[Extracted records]
___

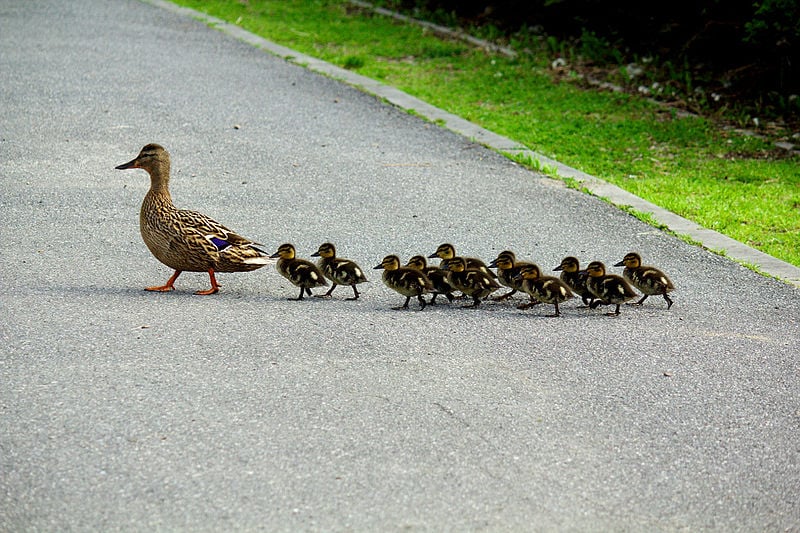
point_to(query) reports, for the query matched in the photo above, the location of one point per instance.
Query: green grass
(687, 165)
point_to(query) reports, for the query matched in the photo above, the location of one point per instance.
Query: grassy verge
(730, 182)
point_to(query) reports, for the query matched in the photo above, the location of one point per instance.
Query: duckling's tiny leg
(557, 313)
(214, 285)
(475, 303)
(529, 304)
(169, 286)
(327, 294)
(300, 296)
(405, 305)
(505, 296)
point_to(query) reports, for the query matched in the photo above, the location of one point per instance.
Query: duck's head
(456, 264)
(417, 262)
(504, 261)
(390, 262)
(569, 264)
(530, 271)
(631, 260)
(444, 251)
(152, 157)
(326, 251)
(285, 251)
(596, 269)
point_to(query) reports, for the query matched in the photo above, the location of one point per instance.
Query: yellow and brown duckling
(436, 275)
(649, 280)
(301, 273)
(575, 278)
(609, 289)
(507, 269)
(407, 281)
(187, 240)
(470, 281)
(339, 270)
(447, 251)
(545, 289)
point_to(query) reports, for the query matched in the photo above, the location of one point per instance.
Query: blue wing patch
(220, 244)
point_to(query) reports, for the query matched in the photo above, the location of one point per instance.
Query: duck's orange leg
(214, 285)
(169, 286)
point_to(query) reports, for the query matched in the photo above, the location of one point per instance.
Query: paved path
(121, 409)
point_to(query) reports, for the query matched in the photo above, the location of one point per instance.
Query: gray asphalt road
(122, 409)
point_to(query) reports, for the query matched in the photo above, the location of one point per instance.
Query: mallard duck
(649, 280)
(447, 251)
(545, 289)
(471, 281)
(301, 273)
(575, 278)
(339, 270)
(405, 280)
(437, 276)
(187, 240)
(507, 268)
(609, 289)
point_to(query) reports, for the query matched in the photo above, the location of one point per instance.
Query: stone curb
(709, 239)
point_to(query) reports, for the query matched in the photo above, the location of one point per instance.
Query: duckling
(649, 280)
(436, 275)
(608, 288)
(507, 268)
(187, 240)
(301, 273)
(575, 278)
(405, 280)
(447, 251)
(546, 289)
(339, 270)
(470, 281)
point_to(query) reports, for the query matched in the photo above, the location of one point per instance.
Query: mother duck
(187, 240)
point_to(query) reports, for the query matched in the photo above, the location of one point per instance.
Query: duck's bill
(130, 164)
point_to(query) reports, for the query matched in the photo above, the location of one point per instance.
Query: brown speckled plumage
(339, 270)
(187, 240)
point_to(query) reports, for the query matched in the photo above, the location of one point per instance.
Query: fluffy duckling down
(470, 281)
(545, 289)
(609, 289)
(407, 281)
(648, 279)
(301, 273)
(575, 278)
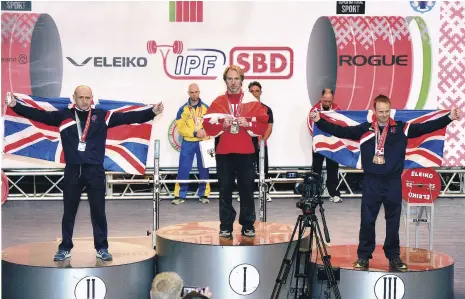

___

*What you will do*:
I'd like the records above given again exactly, please, without the pictures.

*Response for this exercise*:
point_to(query) reports, for the query matched in the photo above, the location of one point per instance.
Query: green grass
(687, 165)
point_to(query) reports, for the query matched in the photo above, the location of one point per instance.
Query: grassy verge
(730, 182)
point_to(query) reports, for the query matched in the photo above, the location of one point per instance.
Query: duckling's tiny leg
(557, 313)
(214, 285)
(475, 303)
(529, 304)
(169, 286)
(327, 294)
(300, 296)
(405, 305)
(505, 296)
point_to(query) reports, for the query matched in the photo above, the location of one point per instance.
Query: duck's head
(456, 264)
(417, 262)
(504, 261)
(390, 262)
(569, 264)
(530, 271)
(631, 260)
(444, 251)
(152, 157)
(326, 251)
(285, 251)
(596, 269)
point_to(query) reports, for the query matched in the photo above, the location of one point per instance.
Query: yellow and brown duckling
(436, 275)
(649, 280)
(301, 273)
(575, 278)
(609, 289)
(507, 269)
(407, 281)
(187, 240)
(470, 281)
(339, 270)
(447, 251)
(545, 289)
point_to(query) reports, for the query matched in the photo above, the location of one point per instance.
Query: blue wing patch
(220, 244)
point_to(query) reports, for the query matched in the photo above, the location of one point per instance.
Query: duck's orange leg
(214, 285)
(169, 286)
point_to(query) reports, for the query matched in the photo above, the location of one point per instance.
Query: paved path
(121, 409)
point_to(query) reports, for the query matched in the photo above, the location of one point per instance.
Query: gray asphalt road
(122, 409)
point_to(query) reports, for the query matched in the photo above, the location of one point per instance.
Query: mallard duck
(649, 280)
(447, 251)
(545, 289)
(471, 281)
(301, 273)
(575, 278)
(339, 270)
(405, 280)
(437, 276)
(187, 240)
(507, 268)
(609, 289)
point_to(query) reports, for the query matched in the photo above, the location of one point per instance.
Query: stone curb
(709, 239)
point_to(query) reports, for the query matched in the photo above, the location of one point per instance.
Query: duckling
(649, 280)
(436, 275)
(608, 288)
(507, 268)
(187, 240)
(301, 273)
(575, 278)
(405, 280)
(447, 251)
(546, 289)
(339, 270)
(470, 281)
point_to(query) reports, for the query matched in the photo above, the location of one point per instance.
Query: mother duck
(187, 240)
point_to(query) reports, for the query matched in the photo above, the location of one point per instance.
Query: duck's bill
(130, 164)
point_to(query) reports, for the query matched in the photo above, the location of one point per instance.
Query: brown speckled plumage
(339, 270)
(187, 240)
point_to(query) reports, for the query matched in the photo above, the location of one point per instance.
Query: fluffy duckling down
(470, 281)
(545, 289)
(609, 289)
(407, 281)
(648, 279)
(301, 273)
(575, 278)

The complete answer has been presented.